START EXERCISE MATERIAL
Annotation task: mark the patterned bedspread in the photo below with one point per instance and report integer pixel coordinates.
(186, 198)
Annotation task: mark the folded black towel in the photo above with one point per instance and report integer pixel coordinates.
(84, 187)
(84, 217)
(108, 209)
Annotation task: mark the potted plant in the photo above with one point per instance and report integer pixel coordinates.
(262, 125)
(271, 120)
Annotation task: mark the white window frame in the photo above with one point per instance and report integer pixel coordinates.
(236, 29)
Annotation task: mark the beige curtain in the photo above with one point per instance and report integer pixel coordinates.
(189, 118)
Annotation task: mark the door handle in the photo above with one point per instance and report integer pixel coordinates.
END EXERCISE MATERIAL
_YOUR OBJECTIVE_.
Exactly as written, transcribe every line shown above.

_WRITTEN RESPONSE_.
Annotation task: mark the patterned bedspread in the photo below with one point per instance and report integer pixel coordinates.
(186, 198)
Annotation task: mark the folded black towel in the photo above with one point per instance and report integer pixel coordinates.
(84, 187)
(84, 217)
(108, 209)
Annotation task: mark the potted plant in the photo above with one point per instance and report integer pixel coordinates.
(262, 125)
(271, 120)
Annotation task: mark the white window frame in the photo above with one point per instance and report integer pixel coordinates.
(236, 29)
Annotation task: mark the beige curtain in the photo above with one point per instance and report integer pixel coordinates.
(189, 118)
Annotation task: mark the door handle in the photo above with one point per instance and report integer pixel coordinates.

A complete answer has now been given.